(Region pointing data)
================
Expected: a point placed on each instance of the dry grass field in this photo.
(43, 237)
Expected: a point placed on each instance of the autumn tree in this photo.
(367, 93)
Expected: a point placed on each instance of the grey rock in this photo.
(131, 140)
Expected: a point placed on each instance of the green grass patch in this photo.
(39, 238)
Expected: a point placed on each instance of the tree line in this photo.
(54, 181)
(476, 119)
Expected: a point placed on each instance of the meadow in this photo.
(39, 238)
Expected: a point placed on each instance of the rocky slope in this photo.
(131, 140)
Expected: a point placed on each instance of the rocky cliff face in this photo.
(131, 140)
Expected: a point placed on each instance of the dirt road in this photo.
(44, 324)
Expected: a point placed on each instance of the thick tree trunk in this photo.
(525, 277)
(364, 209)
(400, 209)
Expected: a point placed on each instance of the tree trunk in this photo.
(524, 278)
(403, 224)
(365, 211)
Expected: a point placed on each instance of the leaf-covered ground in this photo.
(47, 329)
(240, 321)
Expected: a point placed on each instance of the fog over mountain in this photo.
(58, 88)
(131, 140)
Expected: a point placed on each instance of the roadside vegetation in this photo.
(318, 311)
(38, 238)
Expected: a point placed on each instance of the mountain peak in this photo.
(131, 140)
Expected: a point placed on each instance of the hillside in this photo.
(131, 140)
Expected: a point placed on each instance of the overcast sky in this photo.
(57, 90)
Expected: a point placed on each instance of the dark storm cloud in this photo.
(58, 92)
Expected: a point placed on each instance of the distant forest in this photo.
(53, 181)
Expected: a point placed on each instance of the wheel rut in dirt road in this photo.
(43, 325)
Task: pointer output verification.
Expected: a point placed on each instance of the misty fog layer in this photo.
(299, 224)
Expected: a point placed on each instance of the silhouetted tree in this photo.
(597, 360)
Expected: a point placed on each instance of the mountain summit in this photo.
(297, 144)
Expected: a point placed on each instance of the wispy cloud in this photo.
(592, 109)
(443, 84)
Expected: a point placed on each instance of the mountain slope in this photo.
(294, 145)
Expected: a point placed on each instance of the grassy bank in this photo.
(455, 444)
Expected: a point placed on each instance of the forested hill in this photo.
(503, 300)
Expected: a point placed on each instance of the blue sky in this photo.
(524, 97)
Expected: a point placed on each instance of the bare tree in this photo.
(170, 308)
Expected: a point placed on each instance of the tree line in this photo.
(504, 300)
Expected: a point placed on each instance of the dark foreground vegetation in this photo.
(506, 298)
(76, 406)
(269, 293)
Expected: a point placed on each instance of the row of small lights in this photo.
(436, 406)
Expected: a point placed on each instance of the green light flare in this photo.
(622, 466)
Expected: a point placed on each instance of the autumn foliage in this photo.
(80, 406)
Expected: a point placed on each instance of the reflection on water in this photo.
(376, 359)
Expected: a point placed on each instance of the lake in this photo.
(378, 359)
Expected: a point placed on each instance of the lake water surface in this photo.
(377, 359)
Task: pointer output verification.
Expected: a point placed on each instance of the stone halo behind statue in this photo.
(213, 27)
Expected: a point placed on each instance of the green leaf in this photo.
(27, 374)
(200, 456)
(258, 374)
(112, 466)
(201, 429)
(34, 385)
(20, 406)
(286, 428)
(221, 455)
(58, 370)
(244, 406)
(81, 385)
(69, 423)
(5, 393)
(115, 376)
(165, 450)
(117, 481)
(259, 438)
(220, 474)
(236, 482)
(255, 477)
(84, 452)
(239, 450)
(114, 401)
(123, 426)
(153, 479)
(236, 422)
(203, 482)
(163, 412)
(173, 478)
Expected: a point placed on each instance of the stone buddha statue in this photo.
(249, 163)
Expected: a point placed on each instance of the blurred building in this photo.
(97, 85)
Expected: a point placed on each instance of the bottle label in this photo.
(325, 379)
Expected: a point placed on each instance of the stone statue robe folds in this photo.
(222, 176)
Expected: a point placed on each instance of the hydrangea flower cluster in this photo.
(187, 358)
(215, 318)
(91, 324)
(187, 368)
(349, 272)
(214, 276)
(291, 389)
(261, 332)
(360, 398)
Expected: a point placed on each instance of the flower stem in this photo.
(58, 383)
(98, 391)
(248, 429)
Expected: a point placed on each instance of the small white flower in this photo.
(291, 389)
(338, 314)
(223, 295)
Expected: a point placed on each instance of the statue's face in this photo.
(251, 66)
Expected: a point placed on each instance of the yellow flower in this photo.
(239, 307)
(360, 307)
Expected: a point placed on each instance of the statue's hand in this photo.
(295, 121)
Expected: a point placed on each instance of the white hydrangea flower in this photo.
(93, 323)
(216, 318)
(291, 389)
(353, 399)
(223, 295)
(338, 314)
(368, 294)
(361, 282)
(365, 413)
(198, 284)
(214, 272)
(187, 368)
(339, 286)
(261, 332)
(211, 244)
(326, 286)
================
-- What to do --
Retype every record exactly, omitting nothing.

-- Exercise result --
Expected: a point placed on each instance of the dry grass field in this photo.
(43, 237)
Expected: a point placed on each instance of the autumn tree in this photo.
(367, 93)
Expected: a point placed on each instance of the grey rock in this photo.
(131, 140)
Expected: a point placed on each instance of the green grass patch in this photo.
(39, 238)
Expected: a point placed on each instance of the tree line in this photo.
(54, 181)
(476, 119)
Expected: a point placed on each instance of the meadow in this photo.
(39, 238)
Expected: a point placed on each instance of the rocky slope in this photo.
(131, 140)
Expected: a point placed on each instance of the rocky cliff face in this photo.
(131, 140)
Expected: a point placed on each instance of the dirt road in this photo.
(44, 324)
Expected: a point placed on each instance of the thick tree trunk in this photo.
(525, 277)
(364, 209)
(400, 209)
Expected: a point placed on each instance of the tree trunk in this photo.
(524, 278)
(403, 224)
(365, 211)
Expected: a point placed on each instance of the leaf-covered ground in this photo.
(47, 329)
(240, 321)
Expected: a point placed on each instance of the fog over mountain in this photo.
(58, 88)
(131, 140)
Expected: a point placed on each instance of the roadside vegetation in this photo.
(318, 311)
(38, 238)
Expected: a point placed on each instance of the mountain peak in this photo.
(131, 140)
Expected: a point placed on each instance of the hillside in this photo.
(131, 140)
Expected: a point placed on each instance of the overcast sky in this photo.
(57, 90)
Expected: a point placed on each instance of the dark storm cloud in this photo.
(58, 92)
Expected: a point placed on each instance of the distant forest in this photo.
(53, 181)
Expected: a point placed on each instance of the wheel rut in dirt road in this photo.
(43, 325)
Task: pointer output verification.
Expected: a point placed on each instance of the misty fog layer in this photo.
(299, 224)
Expected: a point placed on each instance of the silhouetted tree in this photo.
(597, 360)
Expected: a point placed on each instance of the mountain summit in this photo.
(297, 144)
Expected: a point placed on each instance of the wispy cloud in this photo.
(592, 109)
(443, 84)
Expected: a point placed on each instance of the mountain slope in this photo.
(294, 145)
Expected: a point placed on each instance of the grassy bank in this photo.
(455, 444)
Expected: a point placed on each instance of the forested hill in this photo.
(503, 300)
Expected: a point placed on each instance of the blue sky in this photo.
(524, 97)
Expected: a point placed on each instance of the bare tree in this photo.
(170, 308)
Expected: a point placed on each instance of the tree line in this photo.
(504, 300)
Expected: a point placed on each instance of the dark foreground vegetation in this photo.
(506, 298)
(76, 406)
(269, 293)
Expected: a point placed on each instance of the row of small lights in this photo.
(436, 406)
Expected: a point placed on each instance of the green light flare in this photo.
(622, 466)
Expected: a point placed on each instance of the autumn foliage in this photo.
(80, 406)
Expected: a point placed on each instance of the reflection on water in this photo.
(376, 359)
Expected: a point placed on each instance of the lake in this photo.
(378, 359)
Expected: a point placed on each instance of the lake water surface in this photo.
(377, 359)
Task: pointer output verification.
Expected: a point placed on each instance of the stone halo behind statue in this photo.
(213, 27)
Expected: a point placed on each instance of the green leaf in this photo.
(27, 374)
(200, 456)
(258, 374)
(112, 466)
(201, 429)
(34, 385)
(20, 406)
(286, 428)
(221, 455)
(58, 370)
(244, 406)
(81, 385)
(69, 423)
(5, 393)
(115, 376)
(165, 450)
(117, 481)
(259, 438)
(220, 474)
(236, 482)
(255, 477)
(84, 452)
(239, 450)
(114, 401)
(123, 426)
(153, 479)
(236, 422)
(203, 482)
(163, 412)
(173, 478)
Expected: a point placed on each instance of the stone buddha statue in this photo.
(249, 163)
Expected: a point placed on each instance of the blurred building in this photo.
(97, 85)
Expected: a point placed on each instance of the bottle label in this photo.
(325, 379)
Expected: a point placed on each instance of the stone statue robe folds in this photo.
(222, 176)
Expected: a point placed on each instance of the hydrangea flower cluster in this photo.
(187, 358)
(215, 318)
(91, 324)
(187, 368)
(349, 272)
(214, 276)
(291, 389)
(261, 332)
(360, 398)
Expected: a point placed on each instance of the flower stem in this photo.
(58, 383)
(98, 391)
(248, 429)
Expected: a point placed on each instance of the small white flower in this photo.
(291, 389)
(338, 314)
(223, 295)
Expected: a point placed on each instance of the statue's face in this photo.
(251, 66)
Expected: a point placed on each instance of the yellow flower in this photo.
(239, 307)
(360, 307)
Expected: a point placed on each instance of the statue's hand in this photo.
(295, 121)
Expected: a point placed on each instance of the white hydrangea flower in this photo.
(93, 323)
(216, 318)
(291, 389)
(353, 399)
(223, 295)
(338, 314)
(368, 294)
(361, 282)
(365, 413)
(198, 284)
(214, 272)
(187, 368)
(339, 286)
(261, 332)
(211, 244)
(326, 286)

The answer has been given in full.